— 本文 —
「りり花」画伯は桜を描く
2018 APR 3 1:01:42 am by 東 賢太郎
桜はあんまり好きではない。ピンク色がきれいとかいわれても僕には白にしか見えない。それでも京都で見た満開の絶景は驚いたからべつに嫌いというわけではないが、あんなのを一度見れたんだからラッキーだった、もういいやという心境になっている。人ごみをかき分けながら落ち着く所もなく、「今日がピークですね」「明日は雨ですよ、もうダメですね」「運が良かったですね」なんて声があちこちから聞こえてくると、ああ運が悪かったなと嘆く性分なのだ。
というのは、株屋的には猫も杓子も買いだと騒ぐピーク(天井という)で株を買うのはばかだという感覚があるせいもあり、明日は落ち目だという夢のなさは嫌いだという人生観もあるが、なによりこんなに大勢の人が押しかけて大騒ぎしている桜なんだからきっと最上のものなんだろう、それが今日で終わりだとなると楽しまなくては損だという気になるからだ。するとそれがむくむくと強迫観念?になってきて、ただでさえ雑踏にもまれてそう楽しいとも思わない時間がだんだん苦痛になってくるのだ。
桜は不気味な植物と思う。たわわに重そうな花弁をびっしりと贅沢三昧に咲かせておいて、それで花粉を仲介すべき蜂や蝶だらけになったのは一度も見ない。これは何のためだと不可思議に思っていると、あっという間に散っている。エネルギーの無駄?でも人間以外の生物は生存、生殖に無駄なことはしないと教わっている。じゃあ、あれは何だ?

— 課題 1 —
本文で、桜のピンク色をきれいだといわれても、筆者には何色にしか見えないと書かれているか。

— 入力データ —
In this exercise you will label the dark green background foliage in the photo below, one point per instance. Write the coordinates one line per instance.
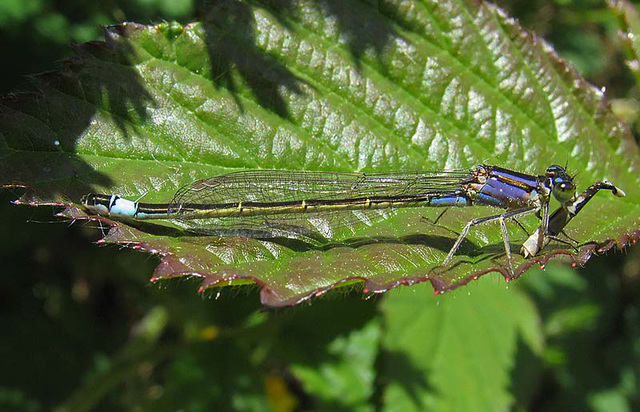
(84, 330)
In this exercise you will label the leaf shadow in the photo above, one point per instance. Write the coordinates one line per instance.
(59, 107)
(100, 80)
(233, 47)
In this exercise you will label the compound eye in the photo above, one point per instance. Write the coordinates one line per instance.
(563, 190)
(554, 170)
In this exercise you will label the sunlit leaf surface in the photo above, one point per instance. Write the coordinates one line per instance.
(306, 85)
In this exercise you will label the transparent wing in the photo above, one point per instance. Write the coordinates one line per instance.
(273, 186)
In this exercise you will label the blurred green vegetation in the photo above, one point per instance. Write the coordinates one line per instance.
(84, 330)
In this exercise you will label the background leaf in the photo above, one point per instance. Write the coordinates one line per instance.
(307, 87)
(113, 342)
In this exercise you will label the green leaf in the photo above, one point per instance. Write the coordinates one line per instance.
(629, 21)
(466, 351)
(319, 86)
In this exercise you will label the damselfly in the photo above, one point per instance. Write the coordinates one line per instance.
(284, 197)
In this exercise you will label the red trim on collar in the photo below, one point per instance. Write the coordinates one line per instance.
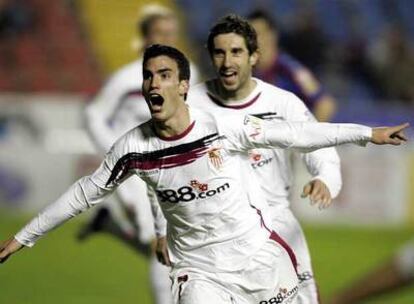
(236, 107)
(178, 136)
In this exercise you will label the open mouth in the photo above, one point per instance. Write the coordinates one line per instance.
(228, 75)
(156, 100)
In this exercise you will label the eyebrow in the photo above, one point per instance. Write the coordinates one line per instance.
(164, 70)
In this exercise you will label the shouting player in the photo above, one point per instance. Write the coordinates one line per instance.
(117, 108)
(233, 49)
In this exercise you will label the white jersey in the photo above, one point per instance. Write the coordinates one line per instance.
(120, 105)
(212, 222)
(272, 167)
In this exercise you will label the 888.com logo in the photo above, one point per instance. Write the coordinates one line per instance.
(195, 191)
(283, 296)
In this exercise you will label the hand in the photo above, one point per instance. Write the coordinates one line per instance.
(9, 247)
(318, 192)
(389, 135)
(161, 250)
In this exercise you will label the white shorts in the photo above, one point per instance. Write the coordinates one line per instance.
(269, 277)
(288, 227)
(133, 193)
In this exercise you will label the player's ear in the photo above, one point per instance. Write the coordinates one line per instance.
(254, 57)
(183, 87)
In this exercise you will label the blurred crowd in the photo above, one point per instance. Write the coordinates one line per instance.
(360, 50)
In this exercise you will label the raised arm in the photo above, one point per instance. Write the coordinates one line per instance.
(324, 164)
(83, 194)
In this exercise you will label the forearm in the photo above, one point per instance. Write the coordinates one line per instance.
(325, 165)
(160, 223)
(81, 196)
(308, 136)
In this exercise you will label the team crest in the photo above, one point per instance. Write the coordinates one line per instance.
(215, 157)
(200, 187)
(255, 156)
(254, 124)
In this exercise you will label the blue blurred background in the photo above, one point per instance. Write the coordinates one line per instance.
(54, 55)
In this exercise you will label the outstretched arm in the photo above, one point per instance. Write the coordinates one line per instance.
(8, 248)
(85, 193)
(253, 133)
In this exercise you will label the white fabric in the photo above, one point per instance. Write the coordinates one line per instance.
(211, 224)
(117, 108)
(405, 260)
(268, 277)
(160, 282)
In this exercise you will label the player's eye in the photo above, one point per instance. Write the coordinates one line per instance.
(165, 76)
(237, 52)
(146, 75)
(218, 53)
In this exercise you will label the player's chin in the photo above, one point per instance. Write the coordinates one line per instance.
(158, 116)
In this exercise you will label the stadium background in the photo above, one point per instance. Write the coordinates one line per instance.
(55, 54)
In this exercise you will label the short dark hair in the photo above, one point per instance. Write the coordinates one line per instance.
(156, 50)
(233, 24)
(261, 14)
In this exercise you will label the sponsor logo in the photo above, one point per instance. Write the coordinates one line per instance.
(257, 161)
(187, 193)
(304, 276)
(148, 173)
(283, 296)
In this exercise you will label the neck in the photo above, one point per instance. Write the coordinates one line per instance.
(236, 95)
(267, 56)
(176, 124)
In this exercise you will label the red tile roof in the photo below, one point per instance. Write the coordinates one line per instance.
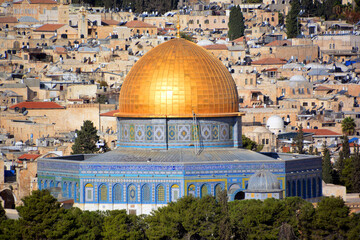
(139, 24)
(269, 61)
(38, 2)
(8, 20)
(37, 105)
(279, 43)
(109, 114)
(49, 27)
(321, 132)
(110, 22)
(28, 156)
(216, 47)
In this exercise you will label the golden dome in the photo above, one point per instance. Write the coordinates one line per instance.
(176, 79)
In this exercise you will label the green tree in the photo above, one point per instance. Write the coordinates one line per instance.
(188, 218)
(299, 140)
(236, 23)
(331, 219)
(348, 126)
(292, 23)
(119, 225)
(86, 139)
(38, 214)
(327, 170)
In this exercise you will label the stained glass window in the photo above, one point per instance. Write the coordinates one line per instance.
(175, 192)
(103, 193)
(117, 193)
(132, 193)
(146, 193)
(89, 192)
(191, 190)
(161, 194)
(204, 190)
(218, 189)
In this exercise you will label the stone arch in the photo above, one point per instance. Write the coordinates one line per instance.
(313, 188)
(308, 195)
(8, 198)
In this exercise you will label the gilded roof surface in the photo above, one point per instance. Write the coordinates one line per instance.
(176, 79)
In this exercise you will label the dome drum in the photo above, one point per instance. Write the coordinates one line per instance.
(179, 133)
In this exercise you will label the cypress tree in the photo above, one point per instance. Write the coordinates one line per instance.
(236, 23)
(292, 24)
(299, 140)
(86, 139)
(326, 166)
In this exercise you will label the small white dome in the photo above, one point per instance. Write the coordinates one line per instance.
(298, 78)
(275, 123)
(261, 130)
(205, 42)
(221, 41)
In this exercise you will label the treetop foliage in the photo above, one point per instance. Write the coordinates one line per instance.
(41, 217)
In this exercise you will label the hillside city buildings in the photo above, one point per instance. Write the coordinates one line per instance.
(63, 63)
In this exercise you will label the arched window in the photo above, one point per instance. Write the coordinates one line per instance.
(160, 193)
(175, 192)
(117, 193)
(146, 193)
(204, 190)
(89, 192)
(218, 189)
(191, 190)
(70, 190)
(103, 193)
(65, 189)
(131, 193)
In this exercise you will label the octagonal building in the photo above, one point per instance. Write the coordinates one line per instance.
(179, 133)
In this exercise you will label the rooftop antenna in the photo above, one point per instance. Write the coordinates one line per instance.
(178, 26)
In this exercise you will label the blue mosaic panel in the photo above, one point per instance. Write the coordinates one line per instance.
(224, 132)
(206, 132)
(215, 132)
(132, 132)
(125, 134)
(149, 133)
(184, 133)
(140, 133)
(172, 133)
(159, 133)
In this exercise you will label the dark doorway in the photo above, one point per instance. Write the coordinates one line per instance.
(8, 198)
(239, 196)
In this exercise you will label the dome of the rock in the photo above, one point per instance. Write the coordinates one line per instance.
(176, 79)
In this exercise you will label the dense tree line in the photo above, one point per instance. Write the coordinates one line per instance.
(41, 217)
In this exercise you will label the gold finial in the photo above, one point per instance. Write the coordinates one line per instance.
(178, 26)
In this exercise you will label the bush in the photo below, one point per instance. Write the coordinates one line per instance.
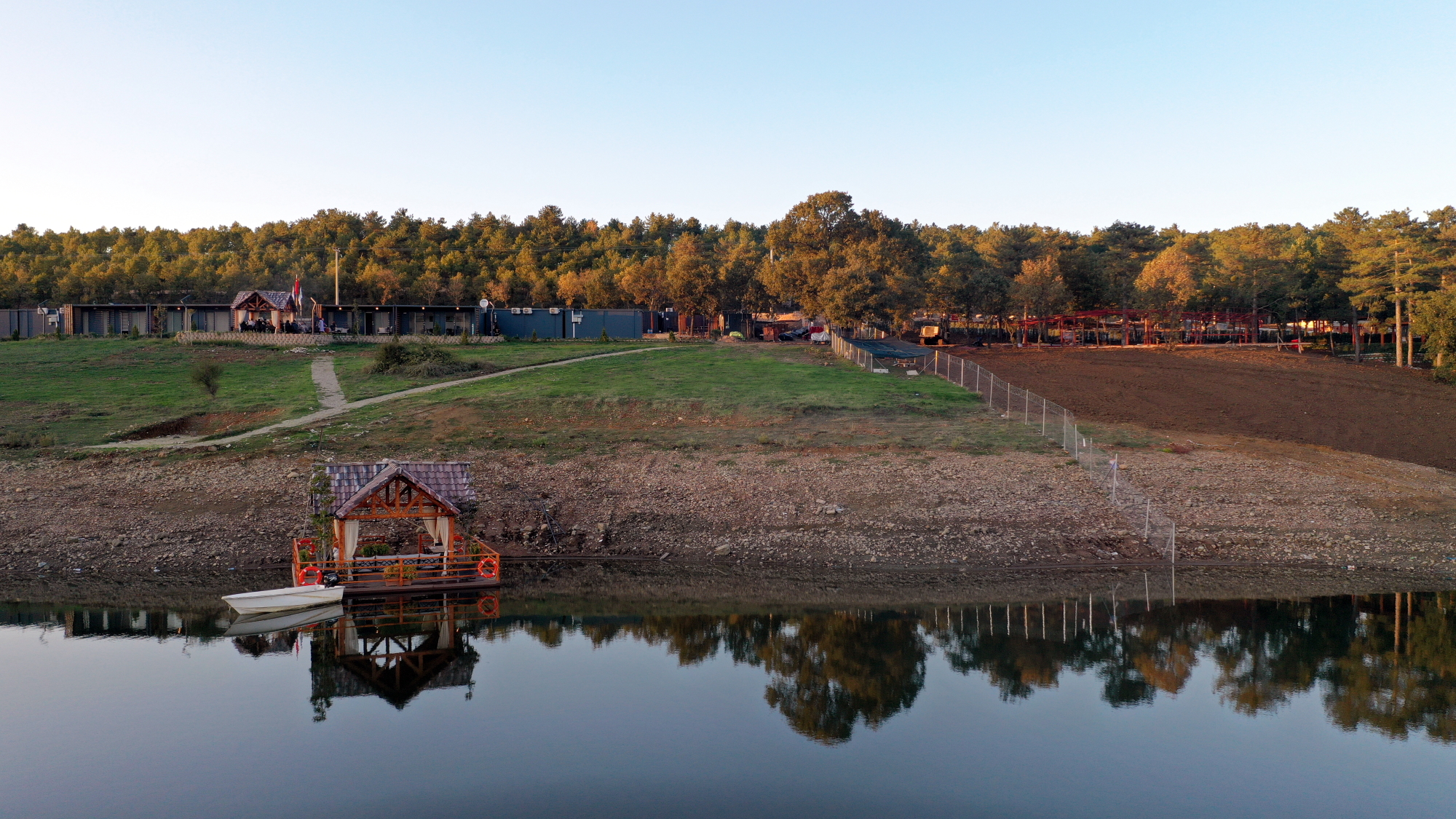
(420, 360)
(27, 440)
(207, 375)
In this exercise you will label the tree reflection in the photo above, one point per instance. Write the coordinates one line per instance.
(835, 670)
(1374, 666)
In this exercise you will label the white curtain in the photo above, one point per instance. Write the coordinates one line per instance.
(436, 526)
(352, 538)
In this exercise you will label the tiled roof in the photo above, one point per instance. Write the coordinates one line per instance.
(352, 483)
(279, 299)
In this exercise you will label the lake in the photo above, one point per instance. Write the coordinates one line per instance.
(1081, 705)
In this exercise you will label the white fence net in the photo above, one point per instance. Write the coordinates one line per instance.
(1055, 423)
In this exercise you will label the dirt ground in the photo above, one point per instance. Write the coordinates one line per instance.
(1235, 502)
(1315, 400)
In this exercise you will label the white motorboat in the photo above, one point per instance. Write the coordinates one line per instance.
(285, 599)
(267, 622)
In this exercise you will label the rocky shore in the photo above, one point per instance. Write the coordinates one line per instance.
(1235, 502)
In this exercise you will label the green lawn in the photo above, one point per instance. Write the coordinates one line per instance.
(689, 397)
(352, 362)
(79, 391)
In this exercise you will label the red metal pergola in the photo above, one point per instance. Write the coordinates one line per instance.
(1147, 327)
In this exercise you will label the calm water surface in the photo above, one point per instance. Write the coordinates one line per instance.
(1320, 707)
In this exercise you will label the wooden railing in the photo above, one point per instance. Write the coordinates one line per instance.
(468, 560)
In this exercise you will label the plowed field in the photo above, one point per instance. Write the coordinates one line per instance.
(1369, 408)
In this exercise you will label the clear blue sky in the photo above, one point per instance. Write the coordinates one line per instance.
(1071, 114)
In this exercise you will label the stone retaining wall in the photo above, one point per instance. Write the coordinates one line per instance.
(318, 340)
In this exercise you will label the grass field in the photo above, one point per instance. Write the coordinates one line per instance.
(79, 391)
(352, 362)
(694, 397)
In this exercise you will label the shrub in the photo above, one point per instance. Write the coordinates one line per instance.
(420, 360)
(27, 440)
(207, 375)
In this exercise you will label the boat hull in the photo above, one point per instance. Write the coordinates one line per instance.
(267, 622)
(285, 599)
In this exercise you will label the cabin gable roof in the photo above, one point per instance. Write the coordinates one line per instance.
(448, 483)
(276, 299)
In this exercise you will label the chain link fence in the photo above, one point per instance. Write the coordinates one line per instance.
(1053, 422)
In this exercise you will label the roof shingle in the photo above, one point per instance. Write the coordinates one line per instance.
(449, 480)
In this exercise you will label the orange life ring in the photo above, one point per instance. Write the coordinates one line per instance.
(493, 571)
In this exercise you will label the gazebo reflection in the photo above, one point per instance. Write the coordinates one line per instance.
(389, 647)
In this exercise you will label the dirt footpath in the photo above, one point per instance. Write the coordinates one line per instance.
(1368, 408)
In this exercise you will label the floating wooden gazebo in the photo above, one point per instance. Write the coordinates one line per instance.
(427, 491)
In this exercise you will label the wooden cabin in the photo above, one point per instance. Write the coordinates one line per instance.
(272, 306)
(426, 491)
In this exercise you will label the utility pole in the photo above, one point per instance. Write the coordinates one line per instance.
(1396, 282)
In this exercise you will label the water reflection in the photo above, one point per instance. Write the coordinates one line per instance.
(1378, 662)
(395, 649)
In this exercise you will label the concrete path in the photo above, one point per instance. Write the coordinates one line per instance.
(331, 395)
(344, 405)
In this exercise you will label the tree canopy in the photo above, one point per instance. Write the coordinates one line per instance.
(823, 256)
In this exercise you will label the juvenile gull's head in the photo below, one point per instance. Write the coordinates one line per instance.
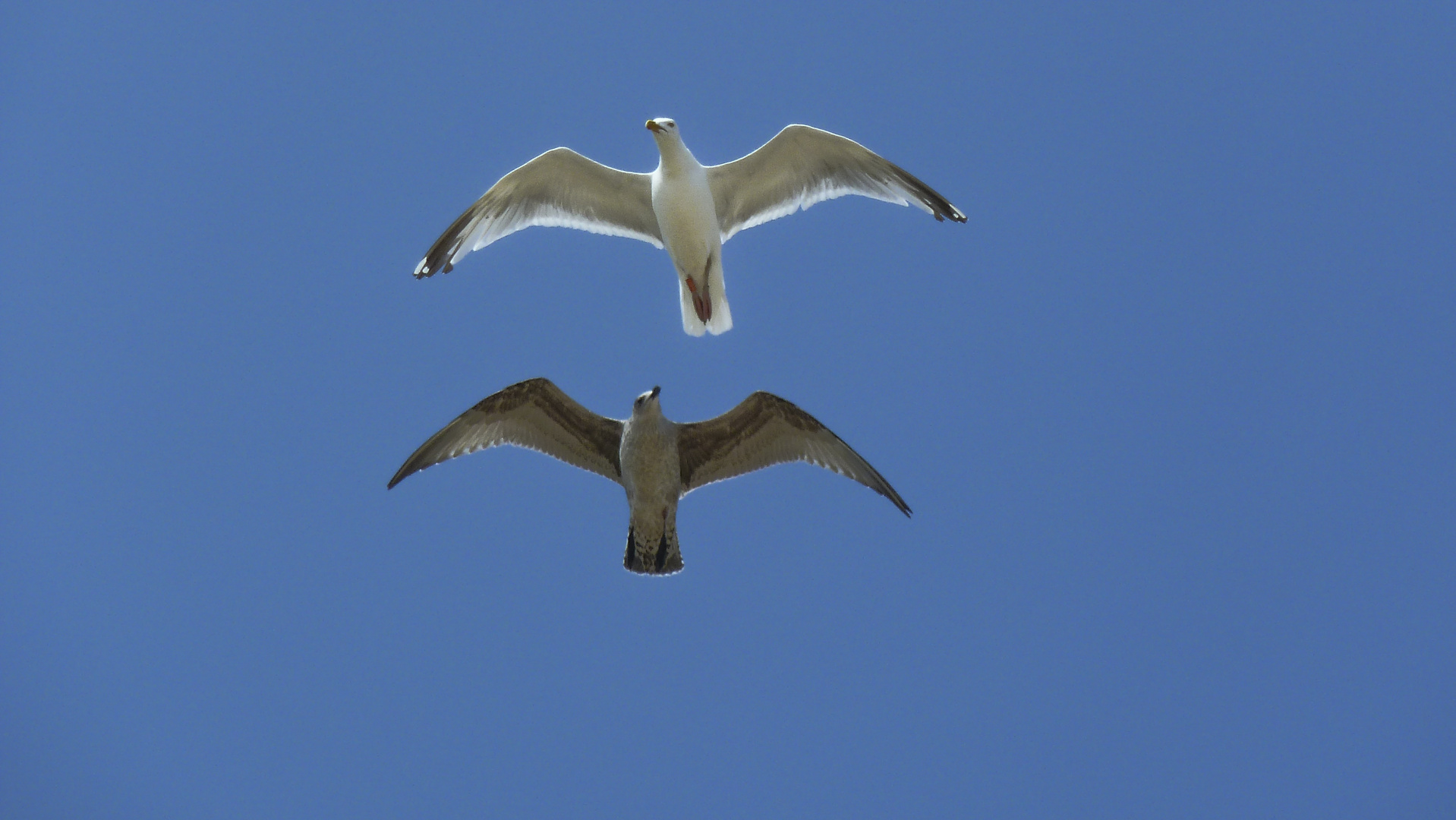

— 課題 2 —
記録の中から文字列「stone」を含む行をすべて探し、書き写してください。大文字と小文字は区別します。

— 解答 1 —
白にしか見えない。

— 解答 2 —
In this exercise you will label the stone arch in the photo above, one point per instance. Write the coordinates one line per instance.
In this exercise you will label the stone retaining wall in the photo above, one point per instance. Write the coordinates one line per instance.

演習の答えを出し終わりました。